More than simply being a threat to privacy, it is a threat to democracy. A person deprived of the knowledge of how her/his data is being used is unable to foresee the consequences of her/his behavior, nor the reactions of her/his interlocutor (BVerG, 1983). Therefore, she/he will be prevented from engaging in her/his democratic and fundamental rights such as freedom of association or freedom of speech. Indeed, “without self-determination, there is no citizen and without citizen there is no free society” (Caplan, 2010, p.69). As a consequence, the protection of data constitutes a safeguard for both the individual and society. Such a safeguard was implemented in French domestic law as early as 1978. Germany followed suit in 1979. In 1995 the European Community adopted its own text: the Data Protection Directive (DPD 95/46/EC). The two aims were to ensure data protection as a fundamental right across Europe in order to allow a secured flow of personal data between member states which would favor commercial exchanges. In 2012, the European Commission introduced a proposal on the protection of individuals with regard to the processing personal data and on the free movement of such data, to adapt its data protection standards to the latest technological developments. This proposal is a crucial reform for at least three reasons.

Firstly, and unlike the former 1995 Directive, this proposal takes the form of a regulation thereby becoming directly applicable in all EU 27 Members States without the need to be debated and enacted in each State.

Secondly, the adopted text will regulate all situations where data of an EU resident is processed, regardless of the citizenship of the data's subject and of where in the world the processing takes place (Art. 3 GDPR 2012). This wide scope of application is made to ensure that fundamental rights of EU residents will be protected, especially in the case where their data is used for commercial purposes.

Thirdly, the proposal appears to be a change of approach to data protection. It suppresses the obligation for controllers (data processors) to notify the supervisory authority of their intention to process personal data prior to its realization (Art. 18, DPD 95/46/EC). In the proposal, the controller remains responsible for the security of the processing. He will have to comply with the Regulation’s provisions and to notify any breach to the supervisory authority (Art. 5(f), 22, 29 et seq. GDPR 2012). Only afterwards will the supervisory authorities’ control take place. However, this deregulation does not apply to certain special categories of data which “reveal race or ethnic origin, political opinions, religion or beliefs, trade union membership and the processing of genetic data or data concerning health or sex life or criminal convictions or related security measures” (Art. 9(1), GDPR 2012). These special categories of data are treated differently to the rest to protect the individual’s privacy. And in comparison to the definition of the “special categories of data” provided in 1995, the Regulation recognizes a new category: genetic data.

- [Set of tasks]:
(A) List the three reasons the data protection passage gives for why the 2012 proposal is a crucial reform, one reason per line.
(B) State whether each statement agrees with the data protection passage, and answer yes or no with the deciding words quoted: (i) Germany put data protection into its domestic law before France did. (ii) The proposal removes controllers' duty to notify the supervisory authority before they process personal data. (iii) Genetic data was already a special category in the 1995 definition.
(C) Reproduce the data protection passage, beginning at the words that contain "Firstly, and unlike" and stopping after "in each State.".

- [Phrase grounding data]:
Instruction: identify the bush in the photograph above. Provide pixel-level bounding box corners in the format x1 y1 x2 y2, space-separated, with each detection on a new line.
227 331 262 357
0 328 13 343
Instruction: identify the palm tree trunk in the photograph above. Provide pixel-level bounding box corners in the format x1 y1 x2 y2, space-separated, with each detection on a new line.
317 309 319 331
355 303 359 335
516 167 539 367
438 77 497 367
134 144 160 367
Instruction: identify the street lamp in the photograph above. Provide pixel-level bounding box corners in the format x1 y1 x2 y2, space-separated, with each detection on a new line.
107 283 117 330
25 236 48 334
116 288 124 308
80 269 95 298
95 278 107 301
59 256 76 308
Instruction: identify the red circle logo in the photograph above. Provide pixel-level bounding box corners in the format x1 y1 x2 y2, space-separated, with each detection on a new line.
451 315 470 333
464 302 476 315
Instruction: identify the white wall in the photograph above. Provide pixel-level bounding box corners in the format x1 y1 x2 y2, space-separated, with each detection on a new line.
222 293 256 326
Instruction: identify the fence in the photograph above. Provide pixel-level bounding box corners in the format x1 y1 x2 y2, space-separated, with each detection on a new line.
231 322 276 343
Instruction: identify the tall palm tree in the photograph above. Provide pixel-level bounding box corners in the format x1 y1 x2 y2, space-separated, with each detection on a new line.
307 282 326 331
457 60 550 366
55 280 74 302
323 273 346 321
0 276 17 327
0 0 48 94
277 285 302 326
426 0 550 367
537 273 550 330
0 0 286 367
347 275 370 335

- [Answers per task]:
(A)
It takes the form of a regulation, so it applies directly in all EU 27 Member States without being debated and enacted in each State.
It covers every situation where data of an EU resident is processed, whatever the data subject's citizenship and wherever in the world the processing takes place.
It changes the approach to data protection by removing the obligation for controllers to notify the supervisory authority before processing personal data.

(B)
(i) No: "Such a safeguard was implemented in French domestic law as early as 1978. Germany followed suit in 1979."
(ii) Yes: "It suppresses the obligation for controllers (data processors) to notify the supervisory authority of their intention to process personal data prior to its realization"
(iii) No: "in comparison to the definition of the “special categories of data” provided in 1995, the Regulation recognizes a new category: genetic data."

(C)
Firstly, and unlike the former 1995 Directive, this proposal takes the form of a regulation thereby becoming directly applicable in all EU 27 Members States without the need to be debated and enacted in each State.